* _WHAT THE EXERCISE ASKS_
Present the following entries again, word for word and in full.

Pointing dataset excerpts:

• • •

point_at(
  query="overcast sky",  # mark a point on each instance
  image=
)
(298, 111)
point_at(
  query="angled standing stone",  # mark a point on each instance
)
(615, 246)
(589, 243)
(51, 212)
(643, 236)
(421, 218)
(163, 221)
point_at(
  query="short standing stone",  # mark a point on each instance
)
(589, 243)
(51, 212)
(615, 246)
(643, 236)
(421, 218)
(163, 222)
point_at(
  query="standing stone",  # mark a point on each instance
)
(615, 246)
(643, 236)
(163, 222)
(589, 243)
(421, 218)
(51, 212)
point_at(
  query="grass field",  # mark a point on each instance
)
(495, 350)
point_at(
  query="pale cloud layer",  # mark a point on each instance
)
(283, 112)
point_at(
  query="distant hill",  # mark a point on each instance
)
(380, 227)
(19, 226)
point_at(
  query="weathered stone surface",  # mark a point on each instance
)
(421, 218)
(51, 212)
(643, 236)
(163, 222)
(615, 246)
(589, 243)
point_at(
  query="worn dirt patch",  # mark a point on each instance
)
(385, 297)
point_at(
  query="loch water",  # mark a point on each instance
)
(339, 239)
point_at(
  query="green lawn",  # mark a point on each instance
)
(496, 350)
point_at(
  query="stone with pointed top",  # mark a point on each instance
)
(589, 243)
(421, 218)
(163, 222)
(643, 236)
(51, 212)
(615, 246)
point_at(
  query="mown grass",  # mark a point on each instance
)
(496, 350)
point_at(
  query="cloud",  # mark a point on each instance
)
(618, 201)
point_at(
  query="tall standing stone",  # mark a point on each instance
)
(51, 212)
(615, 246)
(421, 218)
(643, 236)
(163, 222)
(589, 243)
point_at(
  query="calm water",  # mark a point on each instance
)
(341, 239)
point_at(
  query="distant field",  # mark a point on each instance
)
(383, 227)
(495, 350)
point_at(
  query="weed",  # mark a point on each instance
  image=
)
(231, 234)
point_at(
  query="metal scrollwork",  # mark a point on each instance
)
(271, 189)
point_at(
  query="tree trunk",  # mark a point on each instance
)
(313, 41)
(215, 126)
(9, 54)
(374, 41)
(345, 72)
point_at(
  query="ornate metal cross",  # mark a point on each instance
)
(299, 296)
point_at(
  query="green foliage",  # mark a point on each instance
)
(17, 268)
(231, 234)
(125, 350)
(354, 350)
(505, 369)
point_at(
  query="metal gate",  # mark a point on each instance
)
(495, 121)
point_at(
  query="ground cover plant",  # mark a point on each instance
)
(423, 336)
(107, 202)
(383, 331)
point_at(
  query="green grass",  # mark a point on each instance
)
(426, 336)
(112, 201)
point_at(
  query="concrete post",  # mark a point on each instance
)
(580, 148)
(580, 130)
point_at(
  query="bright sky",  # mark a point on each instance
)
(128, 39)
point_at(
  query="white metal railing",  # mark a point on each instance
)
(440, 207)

• • •

* _SOLUTION BELOW_
point_at(
  query="overcast sky",  # mark a point on each instance
  image=
)
(298, 111)
point_at(
  query="angled standing stone",  # mark a point on each instance
)
(615, 246)
(589, 243)
(51, 212)
(643, 236)
(421, 218)
(163, 221)
point_at(
  query="short standing stone",  # mark a point on each instance
)
(589, 243)
(51, 212)
(615, 246)
(643, 236)
(421, 218)
(163, 222)
point_at(
  query="standing stone",  # mark a point on each instance
)
(615, 246)
(643, 236)
(163, 222)
(589, 243)
(421, 218)
(51, 212)
point_at(
  query="grass field",  # mark a point on each instance
)
(495, 350)
point_at(
  query="pale cloud layer",  # mark a point on each instance
)
(283, 112)
point_at(
  query="distant hill",  # mark a point on each instance
)
(380, 227)
(19, 226)
point_at(
  query="weathered stone surface",  # mark a point on each instance
)
(421, 218)
(51, 212)
(643, 236)
(163, 222)
(615, 246)
(589, 243)
point_at(
  query="worn dirt patch",  # mark a point on each instance
)
(385, 297)
point_at(
  query="loch water",  # mark a point on each instance
)
(339, 239)
point_at(
  query="green lawn",  # mark a point on each instance
)
(496, 350)
point_at(
  query="stone with pointed top",  # mark a point on each instance
)
(589, 243)
(421, 218)
(163, 222)
(643, 236)
(51, 212)
(615, 246)
point_at(
  query="mown grass",  # mark a point on each instance
)
(496, 350)
point_at(
  query="cloud",  # mark a point on each instance
)
(618, 201)
point_at(
  query="tall standing stone",  # mark a point on each instance
)
(51, 212)
(615, 246)
(421, 218)
(643, 236)
(163, 222)
(589, 243)
point_at(
  query="calm water",  # mark a point on each instance
)
(341, 239)
point_at(
  query="distant field",  # mark a point on each instance
)
(383, 227)
(495, 350)
point_at(
  query="weed",  # mark a point on each instance
  image=
)
(231, 234)
point_at(
  query="metal scrollwork",  # mark a point on each instance
)
(271, 189)
point_at(
  query="tree trunk",  # mark a point on each instance
)
(313, 41)
(215, 126)
(9, 54)
(374, 41)
(345, 72)
point_at(
  query="ornate metal cross",  # mark a point on each instance
)
(299, 296)
point_at(
  query="green foliage",  # mark a point on each instance
)
(17, 268)
(231, 234)
(125, 350)
(354, 350)
(505, 369)
point_at(
  query="metal gate",  # mark a point on each instance
)
(495, 121)
point_at(
  query="ground cover plant",  # mark a point on each instance
)
(423, 336)
(107, 202)
(383, 331)
point_at(
  query="green grass",  # mark a point on each instance
)
(426, 336)
(112, 201)
point_at(
  query="concrete post",  # mark a point on each instance
)
(580, 148)
(580, 130)
point_at(
  query="bright sky",  # mark a point on each instance
)
(128, 39)
point_at(
  query="white metal railing",  # mark a point on each instance
)
(440, 207)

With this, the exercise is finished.